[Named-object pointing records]

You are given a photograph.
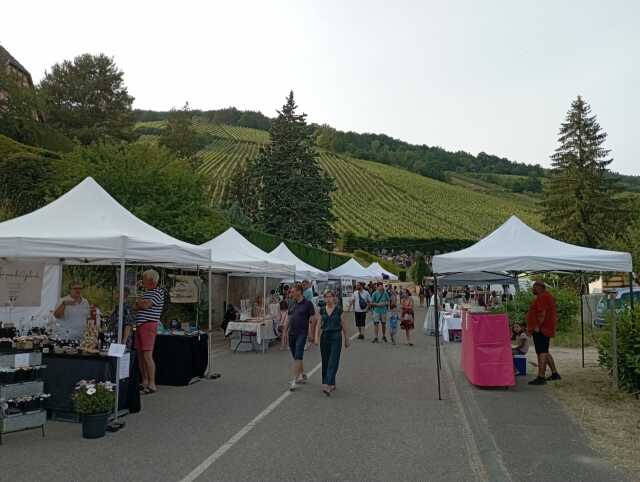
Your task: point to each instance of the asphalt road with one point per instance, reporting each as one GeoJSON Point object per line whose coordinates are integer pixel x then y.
{"type": "Point", "coordinates": [384, 422]}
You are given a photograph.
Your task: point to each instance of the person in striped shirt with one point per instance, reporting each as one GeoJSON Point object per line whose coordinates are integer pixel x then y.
{"type": "Point", "coordinates": [149, 309]}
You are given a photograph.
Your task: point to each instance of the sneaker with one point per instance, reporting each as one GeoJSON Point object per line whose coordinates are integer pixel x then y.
{"type": "Point", "coordinates": [538, 381]}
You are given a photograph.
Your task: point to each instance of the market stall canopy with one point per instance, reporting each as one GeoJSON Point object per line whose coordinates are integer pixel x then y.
{"type": "Point", "coordinates": [87, 225]}
{"type": "Point", "coordinates": [514, 246]}
{"type": "Point", "coordinates": [350, 270]}
{"type": "Point", "coordinates": [379, 272]}
{"type": "Point", "coordinates": [233, 249]}
{"type": "Point", "coordinates": [462, 279]}
{"type": "Point", "coordinates": [303, 270]}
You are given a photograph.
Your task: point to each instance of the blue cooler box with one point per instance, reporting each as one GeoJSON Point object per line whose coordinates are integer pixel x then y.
{"type": "Point", "coordinates": [520, 364]}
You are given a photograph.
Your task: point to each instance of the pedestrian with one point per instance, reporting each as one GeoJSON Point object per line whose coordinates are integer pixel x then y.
{"type": "Point", "coordinates": [360, 302]}
{"type": "Point", "coordinates": [149, 309]}
{"type": "Point", "coordinates": [541, 324]}
{"type": "Point", "coordinates": [331, 328]}
{"type": "Point", "coordinates": [407, 317]}
{"type": "Point", "coordinates": [380, 305]}
{"type": "Point", "coordinates": [301, 312]}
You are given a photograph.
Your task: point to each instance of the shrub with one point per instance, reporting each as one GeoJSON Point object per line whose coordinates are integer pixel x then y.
{"type": "Point", "coordinates": [628, 347]}
{"type": "Point", "coordinates": [91, 397]}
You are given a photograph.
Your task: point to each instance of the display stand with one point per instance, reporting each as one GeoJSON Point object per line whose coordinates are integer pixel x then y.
{"type": "Point", "coordinates": [29, 419]}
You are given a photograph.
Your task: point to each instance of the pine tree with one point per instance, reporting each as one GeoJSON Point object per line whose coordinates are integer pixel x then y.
{"type": "Point", "coordinates": [580, 206]}
{"type": "Point", "coordinates": [292, 195]}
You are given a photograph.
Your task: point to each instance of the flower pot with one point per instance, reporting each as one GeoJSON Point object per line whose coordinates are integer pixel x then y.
{"type": "Point", "coordinates": [95, 425]}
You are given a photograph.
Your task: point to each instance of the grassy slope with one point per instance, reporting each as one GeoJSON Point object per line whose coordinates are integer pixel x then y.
{"type": "Point", "coordinates": [376, 200]}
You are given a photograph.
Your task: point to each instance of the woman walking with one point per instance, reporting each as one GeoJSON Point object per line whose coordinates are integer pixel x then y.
{"type": "Point", "coordinates": [331, 328]}
{"type": "Point", "coordinates": [407, 316]}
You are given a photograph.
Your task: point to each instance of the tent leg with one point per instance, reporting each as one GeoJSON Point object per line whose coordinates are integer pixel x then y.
{"type": "Point", "coordinates": [120, 323]}
{"type": "Point", "coordinates": [582, 316]}
{"type": "Point", "coordinates": [437, 327]}
{"type": "Point", "coordinates": [631, 300]}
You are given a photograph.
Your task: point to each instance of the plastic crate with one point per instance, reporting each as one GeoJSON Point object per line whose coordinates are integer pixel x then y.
{"type": "Point", "coordinates": [13, 423]}
{"type": "Point", "coordinates": [14, 390]}
{"type": "Point", "coordinates": [9, 361]}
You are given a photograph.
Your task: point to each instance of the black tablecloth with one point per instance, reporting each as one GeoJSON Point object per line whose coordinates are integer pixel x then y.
{"type": "Point", "coordinates": [180, 358]}
{"type": "Point", "coordinates": [64, 371]}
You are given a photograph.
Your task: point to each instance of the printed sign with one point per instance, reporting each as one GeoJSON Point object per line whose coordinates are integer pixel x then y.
{"type": "Point", "coordinates": [21, 283]}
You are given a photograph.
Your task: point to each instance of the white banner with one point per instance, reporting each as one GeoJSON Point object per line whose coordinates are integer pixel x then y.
{"type": "Point", "coordinates": [21, 283]}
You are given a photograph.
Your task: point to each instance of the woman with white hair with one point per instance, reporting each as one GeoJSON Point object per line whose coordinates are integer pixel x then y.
{"type": "Point", "coordinates": [149, 308]}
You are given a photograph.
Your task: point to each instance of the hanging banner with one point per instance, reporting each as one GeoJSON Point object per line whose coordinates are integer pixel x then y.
{"type": "Point", "coordinates": [185, 289]}
{"type": "Point", "coordinates": [21, 283]}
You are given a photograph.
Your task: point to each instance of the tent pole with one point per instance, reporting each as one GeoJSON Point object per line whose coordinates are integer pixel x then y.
{"type": "Point", "coordinates": [582, 314]}
{"type": "Point", "coordinates": [437, 327]}
{"type": "Point", "coordinates": [631, 300]}
{"type": "Point", "coordinates": [120, 323]}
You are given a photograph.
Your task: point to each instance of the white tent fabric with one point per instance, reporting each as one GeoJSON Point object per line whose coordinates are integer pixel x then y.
{"type": "Point", "coordinates": [87, 225]}
{"type": "Point", "coordinates": [350, 270]}
{"type": "Point", "coordinates": [235, 251]}
{"type": "Point", "coordinates": [303, 270]}
{"type": "Point", "coordinates": [378, 272]}
{"type": "Point", "coordinates": [514, 246]}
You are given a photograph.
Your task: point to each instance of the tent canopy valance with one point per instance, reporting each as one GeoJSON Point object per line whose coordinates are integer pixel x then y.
{"type": "Point", "coordinates": [233, 250]}
{"type": "Point", "coordinates": [483, 278]}
{"type": "Point", "coordinates": [515, 247]}
{"type": "Point", "coordinates": [303, 270]}
{"type": "Point", "coordinates": [378, 272]}
{"type": "Point", "coordinates": [87, 225]}
{"type": "Point", "coordinates": [350, 270]}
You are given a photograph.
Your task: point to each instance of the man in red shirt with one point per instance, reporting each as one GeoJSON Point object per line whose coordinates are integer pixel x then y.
{"type": "Point", "coordinates": [541, 323]}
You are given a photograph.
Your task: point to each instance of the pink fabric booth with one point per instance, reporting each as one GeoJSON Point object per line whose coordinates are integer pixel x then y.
{"type": "Point", "coordinates": [486, 350]}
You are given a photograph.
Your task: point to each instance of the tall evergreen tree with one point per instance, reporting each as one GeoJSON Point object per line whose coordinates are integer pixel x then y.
{"type": "Point", "coordinates": [291, 194]}
{"type": "Point", "coordinates": [580, 206]}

> To be done
In the records above, locate each line that contains the word "canopy" and copy all of those lines.

> Response
Your task: point to each instance of the market stall canopy with one point per instance, reporting each as one GeoJSON Point object per line whose coordinates are integer pixel x then y.
Your task: point to each instance of the tent canopy valance with one point per instance, reporting each as one GeoJSON Point object per line whose coordinates are integer pixel x then y.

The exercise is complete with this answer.